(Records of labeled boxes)
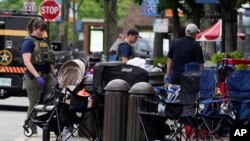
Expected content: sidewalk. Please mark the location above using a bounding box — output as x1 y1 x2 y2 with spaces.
14 134 89 141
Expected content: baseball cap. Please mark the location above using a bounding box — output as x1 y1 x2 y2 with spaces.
185 23 200 34
127 28 141 38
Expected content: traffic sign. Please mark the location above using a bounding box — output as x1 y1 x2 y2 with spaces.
40 0 60 20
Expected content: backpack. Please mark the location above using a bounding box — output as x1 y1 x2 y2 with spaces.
93 62 149 94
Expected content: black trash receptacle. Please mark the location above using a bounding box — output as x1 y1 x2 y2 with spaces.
127 82 155 141
103 79 130 141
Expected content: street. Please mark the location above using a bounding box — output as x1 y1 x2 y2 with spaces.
0 97 87 141
0 97 28 141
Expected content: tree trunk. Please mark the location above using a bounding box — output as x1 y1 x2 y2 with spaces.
153 33 163 58
103 0 118 56
220 0 237 53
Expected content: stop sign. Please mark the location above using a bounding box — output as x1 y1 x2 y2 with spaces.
40 0 60 20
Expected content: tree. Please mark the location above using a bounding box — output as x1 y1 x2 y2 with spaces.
220 0 237 52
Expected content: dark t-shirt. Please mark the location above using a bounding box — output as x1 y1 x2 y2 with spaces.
168 36 204 72
118 42 133 59
21 37 50 74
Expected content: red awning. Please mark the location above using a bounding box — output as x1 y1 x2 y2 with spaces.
196 20 246 42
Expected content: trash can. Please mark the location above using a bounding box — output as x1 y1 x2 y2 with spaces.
103 79 130 141
148 71 165 86
127 82 155 141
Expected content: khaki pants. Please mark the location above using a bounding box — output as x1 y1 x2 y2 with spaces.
24 74 57 133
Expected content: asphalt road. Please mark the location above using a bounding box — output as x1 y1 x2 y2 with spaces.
0 97 28 141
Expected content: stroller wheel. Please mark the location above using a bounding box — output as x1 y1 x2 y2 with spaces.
23 127 33 137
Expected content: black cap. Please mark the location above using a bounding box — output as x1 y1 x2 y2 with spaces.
127 28 141 38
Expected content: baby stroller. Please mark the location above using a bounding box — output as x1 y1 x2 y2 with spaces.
23 59 99 141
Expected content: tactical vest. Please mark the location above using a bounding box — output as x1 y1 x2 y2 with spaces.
25 36 54 65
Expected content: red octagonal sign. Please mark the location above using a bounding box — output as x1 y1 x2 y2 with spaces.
40 0 60 20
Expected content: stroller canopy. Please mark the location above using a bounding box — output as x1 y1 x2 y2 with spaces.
58 59 86 88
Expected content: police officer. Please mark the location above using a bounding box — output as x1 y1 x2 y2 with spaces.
21 18 57 134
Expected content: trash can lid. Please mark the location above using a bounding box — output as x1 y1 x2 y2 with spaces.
104 79 130 91
128 82 155 95
83 74 93 85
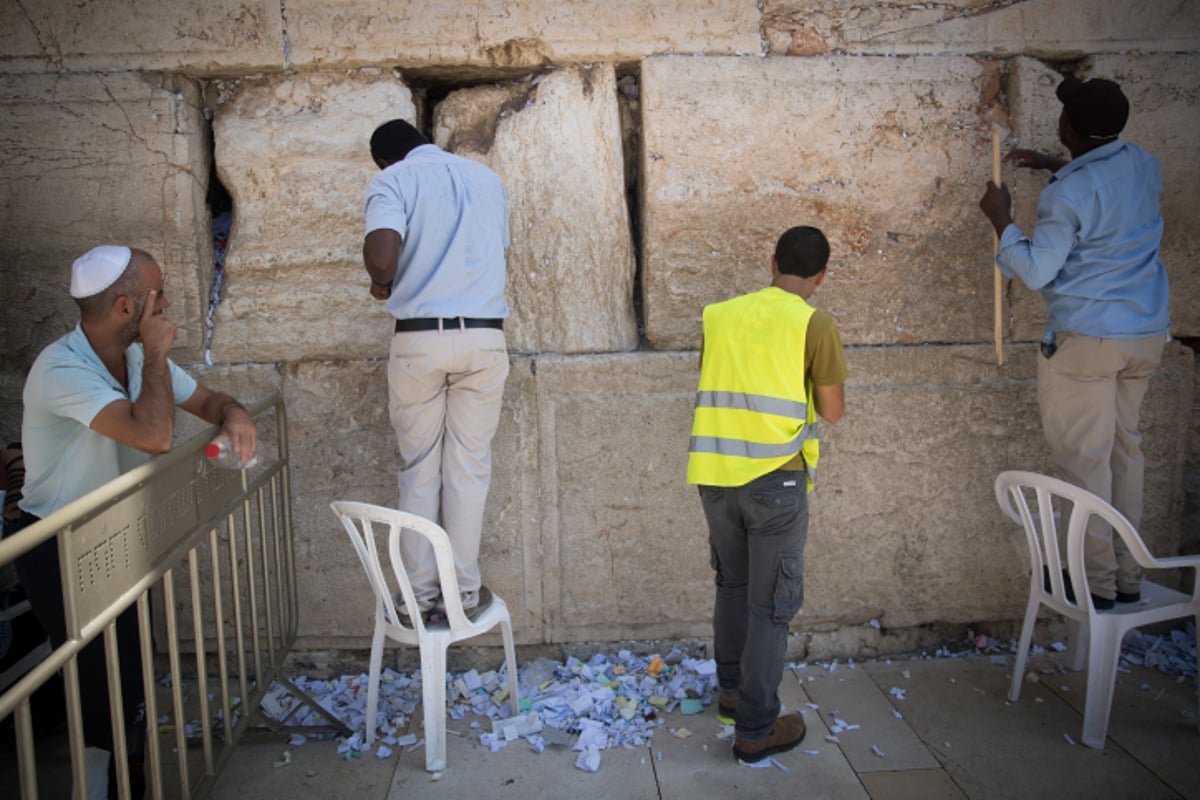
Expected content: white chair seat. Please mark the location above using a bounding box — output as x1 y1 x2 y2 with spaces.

### INSTRUCTIONS TO FOLLOW
Can you repeat every line of the records above word for word, leaving the pictures out?

### TASK OUTPUT
Expected content: sidewalk. Please mark the location above using a bounding box — output as x1 y1 x2 y2 with spaces.
14 134 89 141
Expected content: baseball cap. Please mark the location above using a bounding box — output as x1 y1 x2 y2 with spaces.
185 23 200 34
127 28 141 38
Expected content: traffic sign. Please mark the location above using a bounding box — output as x1 y1 x2 y2 with spaces.
40 0 60 20
Expected content: backpack. Please mark the location above using a bounding box — output as x1 y1 x2 y2 with spaces.
93 62 149 94
Expected content: black trash receptacle. Please mark the location above using a bounding box — output as x1 y1 x2 y2 with spaces.
127 82 155 141
103 79 130 141
Expected content: street. Please mark the location above using a bounding box — output as x1 y1 x2 y2 with spaces.
0 97 87 141
0 97 28 141
Expected content: tree trunk. Please mark the location above using a bounding box — output as x1 y1 x2 y2 with spaces.
153 33 163 58
103 0 118 56
220 0 237 53
Expected content: stop sign. Please mark the location above using a bounding box — output as x1 y1 x2 y2 with spaces.
40 0 60 20
Expected content: tree. Please mark the location above using a bounding box — output as x1 y1 x2 y2 with spaces.
220 0 237 52
Expected content: dark t-shirt. Please mark the location above using a bounding box — output as x1 y1 x2 y2 with spaces.
168 36 204 72
118 42 133 59
21 37 50 74
Expected content: red awning. Please mark the location above using a bounding box — output as x1 y1 x2 y2 with spaces.
196 20 246 42
Expected content: trash can. Please mark the location above using a bounding box — output as x1 y1 x2 y2 with spaces.
103 79 130 141
148 71 165 86
127 82 155 141
Expected content: khaki pants. Please mark the location above using a bounding box — output as x1 y1 x2 y2 with spaces.
24 74 57 133
Expected content: asphalt road. Please mark the location above using a bounding box — output as x1 y1 x2 y2 with spaces.
0 97 28 141
Expected content: stroller wheel. Please mark the location above using a bounding box — output as x1 y1 x2 y2 with spaces.
23 127 33 137
Expected content: black cap. Please mark the location above using a bounding box — output as x1 y1 x2 y2 with spaces.
127 28 141 38
Expected content: baby stroller. Please mark the location above using a bounding box — output as x1 y1 x2 y2 with spaces.
23 59 99 141
Expected content: tactical vest. Please mark the location above using a bounding box — output as x1 y1 x2 y2 with spaces.
25 36 54 65
Expected content: red octagonal sign. Please mark the location above using a bounding box — output as x1 y1 x2 y2 with spaces.
40 0 60 20
Expected content: stroller canopy. Please mark the location above using a bounding box — output as x1 y1 x2 y2 with spaces.
58 59 86 88
Expected content: police officer. Please mark the location above using a bounding box — output as x1 y1 x2 y2 with spaces.
21 18 57 134
Expected content: trash can lid. Please mark the location above using a bounding box — output as x1 y1 x2 y2 with spaces.
104 79 130 91
128 82 155 95
83 74 93 85
Expected content: white chair seat. Please mark the location above using a bounding box — output as x1 y1 x2 y2 with spaces.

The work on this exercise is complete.